Harnessing Biomolecular Simulations to Understand Protein Dynamics and Allostery

About This Grant

Project Summary Enzyme malfunction underlies countless human diseases, and enzymes are both important drug targets, and therapeutics, with over a century of use of enzymes to treat a range of disorders. Enzymes are dynamic entities, and their conformational dynamics is essential to regulating their function and catalytic activities. There is increasing evidence that enzyme conformational dynamics can be effectively targeted both in drug discovery and for protein engineering purposes (for instance to generate new enzyme therapeutics). Successfully exploiting such dynamics for drug discovery or engineering, however, requires intimate understanding of the conformational transitions involved, how they are regulated, and how they link with the chemical step(s) of catalysis. This proposal will use computational tools to in detail explore the links between conformational dynamics, allosteric regulation and function in two sets of key biomedically important enzymes: PriA and TrpC, which are central enzymes of tryptophan biosynthesis, as well as the eyes absent protein tyrosine phosphatase EYA2. Specifically, simulation will be used to (1) understand loop dynamics and catalysis in PriA and TrpC, (2) understand the role of allosteric regulation in EYA2, and (3) develop novel computational tools for mapping residue and water communication networks in proteins. It should be noted that the enzymes that form the focus of this proposal were selected both for the importance of conformational dynamics and allostery to their activity and regulation, and for their biomedical importance, as the enzymes of tryptophan biosynthesis and PTPs are important drug targets for the treatment of tuberculosis and multiple cancers, respectively. Further, these enzymes are important model systems for the regulation of proteins from the ubiquitous (βα)8- or TIM barrel fold by catalytic loop dynamics, and of haloacid dehalogenase (HAD) phosphatases and PTPs by allostery (EYA PTPs are, unusually, HAD phosphatases). Insights obtained from studying these systems in detail, as well as the associated computational workflows, thus have broader impact for understanding how conformational dynamics can be engineered and manipulated across these enzyme families. Finally, all novel computational tools to be developed in this project will be made open-source and available under liberal licenses, providing valuable resources for the broader simulation community.

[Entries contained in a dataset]

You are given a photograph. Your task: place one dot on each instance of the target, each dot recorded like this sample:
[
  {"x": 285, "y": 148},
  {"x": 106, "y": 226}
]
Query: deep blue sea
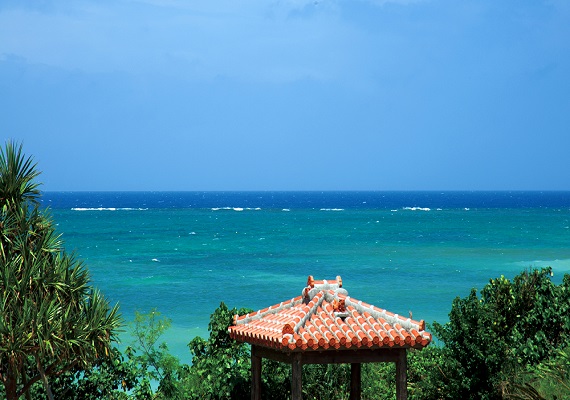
[{"x": 185, "y": 252}]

• WORK TO BE COMPLETED
According to the grant summary, which two enzymes are central enzymes of tryptophan biosynthesis? The entries are separate material and have no connection to the grant summary.

• WRITTEN REPLY
PriA and TrpC.